Exercise brief>
Copy each line from the entries that the word "seagull" appears in.

━━━━━━━━━━━━━━━━

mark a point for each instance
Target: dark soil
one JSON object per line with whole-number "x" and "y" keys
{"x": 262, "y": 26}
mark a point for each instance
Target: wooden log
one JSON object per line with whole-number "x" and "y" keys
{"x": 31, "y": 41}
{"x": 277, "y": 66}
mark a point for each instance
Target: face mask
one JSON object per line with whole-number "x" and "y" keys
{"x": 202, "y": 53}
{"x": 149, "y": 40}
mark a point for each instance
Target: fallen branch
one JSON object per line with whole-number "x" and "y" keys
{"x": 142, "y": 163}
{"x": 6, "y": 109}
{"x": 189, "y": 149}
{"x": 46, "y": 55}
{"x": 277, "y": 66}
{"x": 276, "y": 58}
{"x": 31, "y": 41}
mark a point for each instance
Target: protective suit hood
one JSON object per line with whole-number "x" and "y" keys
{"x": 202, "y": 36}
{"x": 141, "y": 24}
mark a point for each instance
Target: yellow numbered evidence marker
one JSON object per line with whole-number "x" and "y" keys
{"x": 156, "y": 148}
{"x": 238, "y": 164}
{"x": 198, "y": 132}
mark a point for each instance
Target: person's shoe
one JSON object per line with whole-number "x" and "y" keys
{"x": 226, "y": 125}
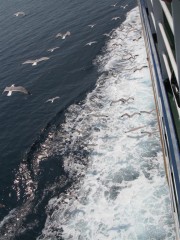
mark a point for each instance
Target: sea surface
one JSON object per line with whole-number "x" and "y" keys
{"x": 89, "y": 164}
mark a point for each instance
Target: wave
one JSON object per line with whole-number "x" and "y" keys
{"x": 102, "y": 168}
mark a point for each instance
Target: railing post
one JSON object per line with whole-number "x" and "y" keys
{"x": 158, "y": 15}
{"x": 176, "y": 20}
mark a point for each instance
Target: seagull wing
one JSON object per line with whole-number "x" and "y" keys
{"x": 42, "y": 59}
{"x": 28, "y": 61}
{"x": 67, "y": 33}
{"x": 19, "y": 89}
{"x": 7, "y": 89}
{"x": 59, "y": 35}
{"x": 49, "y": 100}
{"x": 56, "y": 97}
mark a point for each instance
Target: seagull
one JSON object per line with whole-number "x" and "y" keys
{"x": 63, "y": 35}
{"x": 52, "y": 99}
{"x": 90, "y": 43}
{"x": 147, "y": 111}
{"x": 52, "y": 49}
{"x": 13, "y": 88}
{"x": 130, "y": 115}
{"x": 134, "y": 129}
{"x": 107, "y": 35}
{"x": 35, "y": 62}
{"x": 115, "y": 18}
{"x": 124, "y": 6}
{"x": 91, "y": 25}
{"x": 123, "y": 100}
{"x": 20, "y": 14}
{"x": 138, "y": 69}
{"x": 148, "y": 133}
{"x": 114, "y": 5}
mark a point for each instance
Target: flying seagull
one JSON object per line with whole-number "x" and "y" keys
{"x": 148, "y": 112}
{"x": 91, "y": 25}
{"x": 124, "y": 6}
{"x": 123, "y": 100}
{"x": 35, "y": 62}
{"x": 114, "y": 5}
{"x": 138, "y": 69}
{"x": 115, "y": 18}
{"x": 130, "y": 115}
{"x": 52, "y": 49}
{"x": 52, "y": 99}
{"x": 20, "y": 14}
{"x": 63, "y": 35}
{"x": 90, "y": 43}
{"x": 13, "y": 88}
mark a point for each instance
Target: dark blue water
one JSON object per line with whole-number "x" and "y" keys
{"x": 26, "y": 121}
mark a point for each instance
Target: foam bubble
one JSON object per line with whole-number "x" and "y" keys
{"x": 120, "y": 190}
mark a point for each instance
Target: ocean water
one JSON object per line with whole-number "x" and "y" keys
{"x": 78, "y": 168}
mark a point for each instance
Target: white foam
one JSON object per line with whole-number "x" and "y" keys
{"x": 124, "y": 194}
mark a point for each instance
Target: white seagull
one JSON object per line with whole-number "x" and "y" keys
{"x": 114, "y": 5}
{"x": 20, "y": 14}
{"x": 35, "y": 62}
{"x": 90, "y": 43}
{"x": 52, "y": 99}
{"x": 124, "y": 6}
{"x": 63, "y": 35}
{"x": 52, "y": 49}
{"x": 91, "y": 25}
{"x": 13, "y": 88}
{"x": 115, "y": 18}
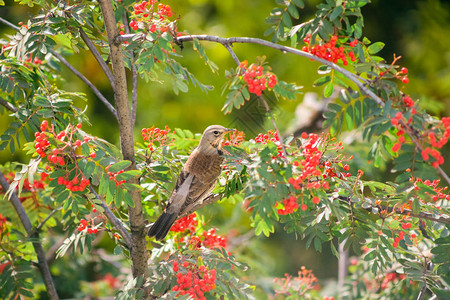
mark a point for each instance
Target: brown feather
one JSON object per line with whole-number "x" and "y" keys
{"x": 196, "y": 181}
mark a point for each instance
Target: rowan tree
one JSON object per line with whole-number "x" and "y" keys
{"x": 85, "y": 188}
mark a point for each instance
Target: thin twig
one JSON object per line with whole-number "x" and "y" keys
{"x": 134, "y": 75}
{"x": 264, "y": 102}
{"x": 359, "y": 81}
{"x": 38, "y": 228}
{"x": 207, "y": 201}
{"x": 7, "y": 23}
{"x": 86, "y": 81}
{"x": 232, "y": 53}
{"x": 42, "y": 262}
{"x": 75, "y": 71}
{"x": 138, "y": 254}
{"x": 98, "y": 57}
{"x": 272, "y": 118}
{"x": 8, "y": 105}
{"x": 113, "y": 219}
{"x": 405, "y": 212}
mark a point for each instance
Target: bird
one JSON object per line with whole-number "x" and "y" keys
{"x": 196, "y": 181}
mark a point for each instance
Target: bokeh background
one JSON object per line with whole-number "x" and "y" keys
{"x": 416, "y": 30}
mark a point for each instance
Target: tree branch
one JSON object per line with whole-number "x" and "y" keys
{"x": 138, "y": 250}
{"x": 113, "y": 219}
{"x": 263, "y": 101}
{"x": 210, "y": 199}
{"x": 98, "y": 57}
{"x": 405, "y": 212}
{"x": 359, "y": 81}
{"x": 75, "y": 71}
{"x": 42, "y": 262}
{"x": 8, "y": 105}
{"x": 134, "y": 75}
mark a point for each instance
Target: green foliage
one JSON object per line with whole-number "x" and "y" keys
{"x": 300, "y": 184}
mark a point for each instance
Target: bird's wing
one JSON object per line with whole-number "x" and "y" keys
{"x": 206, "y": 170}
{"x": 180, "y": 192}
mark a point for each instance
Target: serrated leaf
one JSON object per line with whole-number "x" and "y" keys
{"x": 328, "y": 91}
{"x": 375, "y": 47}
{"x": 119, "y": 166}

━━━━━━━━━━━━━━━━

Task answer>
Target: seagull wing
Target: seagull
Target: flying seagull
Target: white seagull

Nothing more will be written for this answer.